Data extract:

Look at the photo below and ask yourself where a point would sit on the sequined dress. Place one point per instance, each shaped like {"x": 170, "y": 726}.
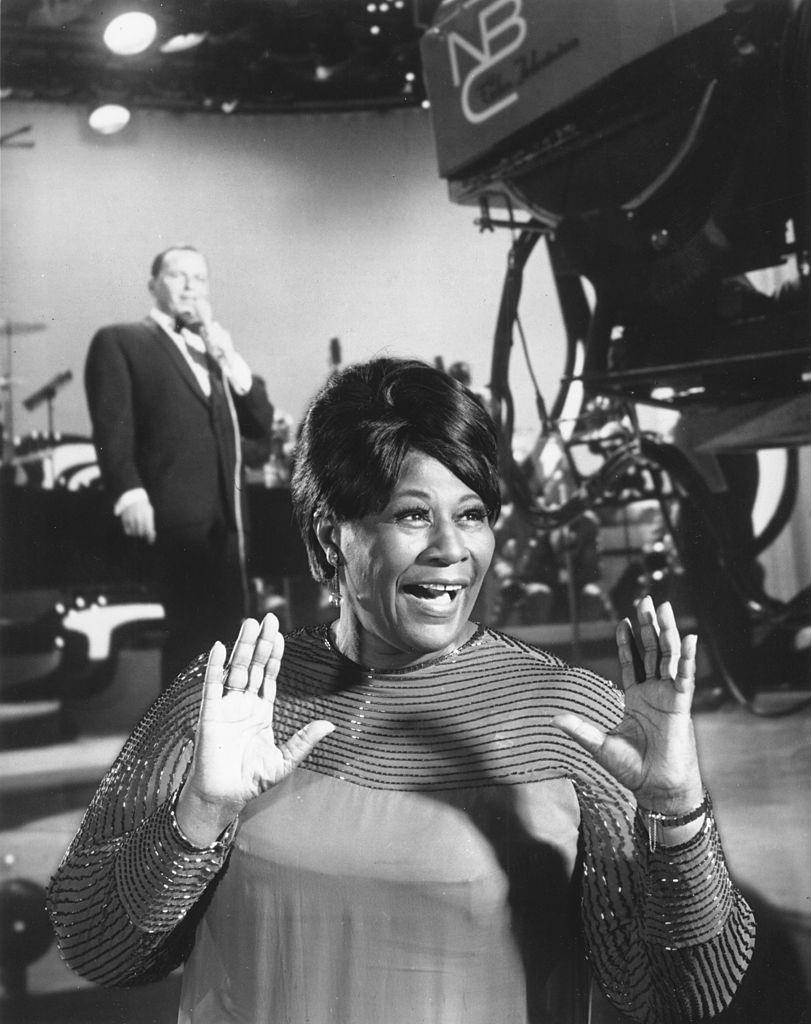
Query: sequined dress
{"x": 431, "y": 862}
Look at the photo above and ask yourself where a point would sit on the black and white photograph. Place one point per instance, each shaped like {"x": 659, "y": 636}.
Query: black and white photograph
{"x": 406, "y": 512}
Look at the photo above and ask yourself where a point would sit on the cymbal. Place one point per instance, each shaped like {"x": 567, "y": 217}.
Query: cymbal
{"x": 19, "y": 327}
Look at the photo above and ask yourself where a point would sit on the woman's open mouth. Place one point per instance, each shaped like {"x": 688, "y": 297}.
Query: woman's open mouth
{"x": 438, "y": 593}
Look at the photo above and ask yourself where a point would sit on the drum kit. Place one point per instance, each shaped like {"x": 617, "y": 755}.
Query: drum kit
{"x": 42, "y": 460}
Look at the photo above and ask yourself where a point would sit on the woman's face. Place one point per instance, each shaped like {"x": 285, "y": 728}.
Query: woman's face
{"x": 412, "y": 572}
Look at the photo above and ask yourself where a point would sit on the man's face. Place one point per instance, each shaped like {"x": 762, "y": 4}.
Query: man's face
{"x": 180, "y": 284}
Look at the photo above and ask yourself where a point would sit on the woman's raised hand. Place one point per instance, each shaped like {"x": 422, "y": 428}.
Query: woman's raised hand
{"x": 236, "y": 756}
{"x": 651, "y": 751}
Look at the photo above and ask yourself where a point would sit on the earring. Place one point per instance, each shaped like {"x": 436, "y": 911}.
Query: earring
{"x": 335, "y": 585}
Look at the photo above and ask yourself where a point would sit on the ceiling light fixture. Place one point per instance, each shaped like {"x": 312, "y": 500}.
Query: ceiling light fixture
{"x": 130, "y": 33}
{"x": 109, "y": 119}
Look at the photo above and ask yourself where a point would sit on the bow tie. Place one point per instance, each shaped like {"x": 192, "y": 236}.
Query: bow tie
{"x": 181, "y": 324}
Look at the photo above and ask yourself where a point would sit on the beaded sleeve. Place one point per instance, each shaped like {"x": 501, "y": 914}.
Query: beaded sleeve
{"x": 126, "y": 897}
{"x": 668, "y": 934}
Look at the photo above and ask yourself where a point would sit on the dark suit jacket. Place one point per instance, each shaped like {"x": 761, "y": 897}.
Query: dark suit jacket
{"x": 154, "y": 428}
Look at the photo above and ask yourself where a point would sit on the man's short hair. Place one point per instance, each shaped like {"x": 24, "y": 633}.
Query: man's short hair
{"x": 157, "y": 263}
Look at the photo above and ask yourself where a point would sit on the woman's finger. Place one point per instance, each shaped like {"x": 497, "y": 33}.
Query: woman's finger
{"x": 685, "y": 671}
{"x": 649, "y": 634}
{"x": 261, "y": 652}
{"x": 271, "y": 669}
{"x": 240, "y": 660}
{"x": 631, "y": 666}
{"x": 212, "y": 681}
{"x": 589, "y": 736}
{"x": 669, "y": 641}
{"x": 300, "y": 743}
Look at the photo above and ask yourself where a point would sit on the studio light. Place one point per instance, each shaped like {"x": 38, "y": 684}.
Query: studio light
{"x": 109, "y": 118}
{"x": 130, "y": 33}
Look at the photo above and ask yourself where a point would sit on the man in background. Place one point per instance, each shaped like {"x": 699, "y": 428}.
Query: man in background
{"x": 176, "y": 412}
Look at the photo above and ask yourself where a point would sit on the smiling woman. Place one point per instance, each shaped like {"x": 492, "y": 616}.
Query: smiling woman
{"x": 406, "y": 816}
{"x": 398, "y": 510}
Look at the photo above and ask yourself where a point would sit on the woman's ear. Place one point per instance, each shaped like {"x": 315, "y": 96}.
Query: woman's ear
{"x": 327, "y": 534}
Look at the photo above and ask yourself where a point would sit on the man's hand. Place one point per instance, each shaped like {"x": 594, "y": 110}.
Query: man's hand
{"x": 138, "y": 519}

Instructions for the task: Reproduce every entry above in full and exactly, though not its pictures.

Reply to the exercise:
Look at the photo below and ask yourself where a point would sit on the sequined dress. Place one point per instance, each shaped like {"x": 170, "y": 726}.
Query: sequined dress
{"x": 431, "y": 862}
Look at the photo above and ask yourself where a point would sit on the black and white photograph. Place one point per instance, each shaped like {"x": 659, "y": 636}.
Query: black and white photograph
{"x": 406, "y": 512}
Look at the photo above and ask yourself where a point would sit on the cymbal. Place one point per instance, each shaped like {"x": 567, "y": 217}.
Query: cymbal
{"x": 19, "y": 327}
Look at the photo above and ask yourself where a point would sit on the woman's open mouth. Place one point per instance, each shaped like {"x": 688, "y": 297}.
Query: woman's open mouth
{"x": 438, "y": 593}
Look at the photo above and ask yourself where a point would sit on the drum kit. Place one point per instance, each shaped like {"x": 617, "y": 755}.
Query: drum kit
{"x": 42, "y": 460}
Look at the photo above and ask yourself where a point would sit on the woman's face. Place one point per instance, each shaped like {"x": 285, "y": 728}.
Query: woman's face
{"x": 412, "y": 572}
Look at the photo above and ask yourself where a point would sit on the man's face. Place one point per instance, each shaped like {"x": 762, "y": 4}.
Query: man's face
{"x": 180, "y": 284}
Look at the photo above and ask yourself where a point would sit on the woman's raised hand. Place one point per instance, each shaped like {"x": 422, "y": 428}.
Query: woman's raised hand
{"x": 236, "y": 756}
{"x": 651, "y": 751}
Look at the photo above and ask yourself where a point would sit on the earring. Place one point per instance, each shaped like {"x": 436, "y": 911}.
Query: earring
{"x": 335, "y": 585}
Look at the photo above and ask yourself where a point would sit on the ceiling light fixture. Place one point per instance, each shaped like {"x": 312, "y": 500}.
Query: ceiling light fixture
{"x": 130, "y": 33}
{"x": 109, "y": 119}
Look at the photo above and ask yourself where a point would sit on the bow tie. Place one point per instance, each shaped like {"x": 192, "y": 236}.
Query: bow tie
{"x": 181, "y": 324}
Look at the photo above and ask yourself where a point would sit on the beaded sleeve. Place one point per instance, each shaped like {"x": 501, "y": 914}.
Query: beaded sleeve
{"x": 126, "y": 897}
{"x": 668, "y": 934}
Look at the photo above and ask yourself where a point would sit on the dark suit jacket. Place one point per instance, each shaped like {"x": 761, "y": 897}.
Query: dark suit jacket
{"x": 154, "y": 428}
Look at the photo above and ask yourself where a point would sit on the man's short hair. Place one point per instance, each shaped like {"x": 24, "y": 633}.
Query: man's short hair
{"x": 157, "y": 263}
Look at the photo above and ask yourself where a point would sit on the woman's finger. Place one point per instance, each shaped like {"x": 497, "y": 33}.
Query: woman's finger
{"x": 685, "y": 671}
{"x": 649, "y": 634}
{"x": 261, "y": 652}
{"x": 271, "y": 669}
{"x": 240, "y": 660}
{"x": 631, "y": 666}
{"x": 212, "y": 681}
{"x": 589, "y": 736}
{"x": 669, "y": 641}
{"x": 300, "y": 743}
Look at the photo above and ask yourself where a point would sit on the studio light. Place one point per instance, each shaped like {"x": 38, "y": 684}.
Query: studio light
{"x": 109, "y": 118}
{"x": 130, "y": 33}
Look at the photo above and ask yourself where a point would sit on the man in background. Place one point per instance, each shaped like {"x": 699, "y": 428}.
Query: man in background
{"x": 176, "y": 412}
Look at the photo above and ask yourself where a point would sit on the smiling woman. Place one point per instance, each shaped like {"x": 492, "y": 616}.
Query: smiling woman
{"x": 406, "y": 816}
{"x": 398, "y": 510}
Look at the photo above and ask yourself where a point would sit on the woman's ear. Place one point per instance, each shaped like {"x": 315, "y": 96}.
Query: woman's ear
{"x": 327, "y": 534}
Look at the photo above and ask yourself where a point would sit on the man's hand. Place one point per instance, each shaped like {"x": 594, "y": 110}.
Query: man's hand
{"x": 138, "y": 519}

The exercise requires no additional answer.